REQUIRED ACTIONS:
1 – In the cancer pain text, what average rate of pain did the more recent review find for advanced terminal cancer?
2 – From the cancer pain text, reproduce the passage starting with "As these percentages" and going on through "and careful treatment.".

DOCUMENT TEXT:

****************

Cancer Pain

Cancer is a devastating diagnosis that rips through the lives of patients and their families. Even with promising new treatment options for all kinds of cancer, cancer pain is one complication that can be challenging to treat. Here’s what you need to know.

What is cancer pain?

Cancer pain is pain that occurs as a side effect of cancer. A report from the Global Year of Against Cancer Pain had these estimates of pain experienced for the following forms of cancer:

  • Head and neck: 67–91%
  • Prostate: 56–94%
  • Uterine: 30–90%
  • Genitourinary: 58–90%
  • Breast: 40–89%
  • Pancreatic: 72–85%

As these percentages illustrate, the rates for pain vary, depending on the type of tumor, the stage of cancer, and the progression of the disease. Another more recent review of studies found the following average rates of pain, divided by treatment stage:

  • During treatment: 55%
  • After curative treatment: 39.3%
  • Advanced terminal cancer: 66.4%

On average, 38% of all patients at every stage and with every type of cancer reported moderate to severe pain. These statistics clearly illustrate that even with advances in cancer treatment options, pain continues to be a common symptom that requires close attention and careful treatment.

****************

ENTRIES SHOWN:

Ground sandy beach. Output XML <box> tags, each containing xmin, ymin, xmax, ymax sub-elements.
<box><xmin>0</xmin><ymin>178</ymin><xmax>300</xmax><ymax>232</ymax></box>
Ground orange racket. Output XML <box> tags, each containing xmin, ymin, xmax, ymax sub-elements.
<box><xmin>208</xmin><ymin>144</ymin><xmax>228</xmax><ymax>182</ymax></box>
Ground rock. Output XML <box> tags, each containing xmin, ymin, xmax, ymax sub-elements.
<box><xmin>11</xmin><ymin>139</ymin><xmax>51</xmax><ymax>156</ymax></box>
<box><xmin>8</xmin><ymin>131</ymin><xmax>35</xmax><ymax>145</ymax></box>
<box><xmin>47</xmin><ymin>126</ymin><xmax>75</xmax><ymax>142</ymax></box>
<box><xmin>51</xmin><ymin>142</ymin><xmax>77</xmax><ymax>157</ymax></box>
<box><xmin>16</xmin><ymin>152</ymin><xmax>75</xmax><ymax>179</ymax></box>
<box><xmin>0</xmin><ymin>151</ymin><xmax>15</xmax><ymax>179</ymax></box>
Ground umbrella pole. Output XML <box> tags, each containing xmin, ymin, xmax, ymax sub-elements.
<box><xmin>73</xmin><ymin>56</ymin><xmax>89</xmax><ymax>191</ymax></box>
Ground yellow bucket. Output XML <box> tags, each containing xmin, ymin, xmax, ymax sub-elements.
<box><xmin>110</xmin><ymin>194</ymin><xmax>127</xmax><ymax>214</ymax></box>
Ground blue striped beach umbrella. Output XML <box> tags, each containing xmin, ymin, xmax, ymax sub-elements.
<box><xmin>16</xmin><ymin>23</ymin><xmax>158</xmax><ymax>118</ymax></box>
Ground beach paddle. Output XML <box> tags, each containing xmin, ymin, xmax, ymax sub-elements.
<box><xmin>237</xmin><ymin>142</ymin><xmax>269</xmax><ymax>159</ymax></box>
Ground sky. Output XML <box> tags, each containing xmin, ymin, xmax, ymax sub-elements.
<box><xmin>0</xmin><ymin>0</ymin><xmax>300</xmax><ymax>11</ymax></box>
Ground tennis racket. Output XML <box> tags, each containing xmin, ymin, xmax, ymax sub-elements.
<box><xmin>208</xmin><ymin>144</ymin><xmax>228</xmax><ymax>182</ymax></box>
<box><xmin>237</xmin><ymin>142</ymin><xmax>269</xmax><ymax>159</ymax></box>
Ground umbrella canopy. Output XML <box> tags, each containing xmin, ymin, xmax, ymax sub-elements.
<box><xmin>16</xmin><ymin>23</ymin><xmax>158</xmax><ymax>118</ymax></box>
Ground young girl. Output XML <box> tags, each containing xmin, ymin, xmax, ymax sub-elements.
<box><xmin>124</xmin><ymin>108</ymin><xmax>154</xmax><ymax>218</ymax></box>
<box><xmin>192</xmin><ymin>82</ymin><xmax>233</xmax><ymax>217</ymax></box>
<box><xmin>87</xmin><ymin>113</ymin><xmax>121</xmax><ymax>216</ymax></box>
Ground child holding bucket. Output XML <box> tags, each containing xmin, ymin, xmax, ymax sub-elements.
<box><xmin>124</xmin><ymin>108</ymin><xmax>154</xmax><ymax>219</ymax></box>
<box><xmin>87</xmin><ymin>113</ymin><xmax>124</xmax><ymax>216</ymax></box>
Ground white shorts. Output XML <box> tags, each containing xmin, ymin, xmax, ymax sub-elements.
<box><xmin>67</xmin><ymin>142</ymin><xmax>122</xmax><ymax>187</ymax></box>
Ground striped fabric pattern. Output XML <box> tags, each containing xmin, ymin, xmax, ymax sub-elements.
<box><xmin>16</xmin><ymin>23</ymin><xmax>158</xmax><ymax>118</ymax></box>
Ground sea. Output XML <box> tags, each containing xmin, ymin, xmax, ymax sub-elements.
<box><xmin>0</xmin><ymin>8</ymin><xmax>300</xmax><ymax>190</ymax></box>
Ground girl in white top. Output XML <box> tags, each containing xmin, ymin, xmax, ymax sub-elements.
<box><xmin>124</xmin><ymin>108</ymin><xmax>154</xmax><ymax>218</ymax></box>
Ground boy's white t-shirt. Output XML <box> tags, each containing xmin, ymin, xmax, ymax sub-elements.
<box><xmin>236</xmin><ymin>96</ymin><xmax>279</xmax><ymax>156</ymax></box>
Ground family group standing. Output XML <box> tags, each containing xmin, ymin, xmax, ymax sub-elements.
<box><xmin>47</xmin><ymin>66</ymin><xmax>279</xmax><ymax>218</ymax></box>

****************

SOLUTIONS FOR EACH TASK:
1 – 66.4%

2 –
As these percentages illustrate, the rates for pain vary, depending on the type of tumor, the stage of cancer, and the progression of the disease. Another more recent review of studies found the following average rates of pain, divided by treatment stage:

  • During treatment: 55%
  • After curative treatment: 39.3%
  • Advanced terminal cancer: 66.4%

On average, 38% of all patients at every stage and with every type of cancer reported moderate to severe pain. These statistics clearly illustrate that even with advances in cancer treatment options, pain continues to be a common symptom that requires close attention and careful treatment.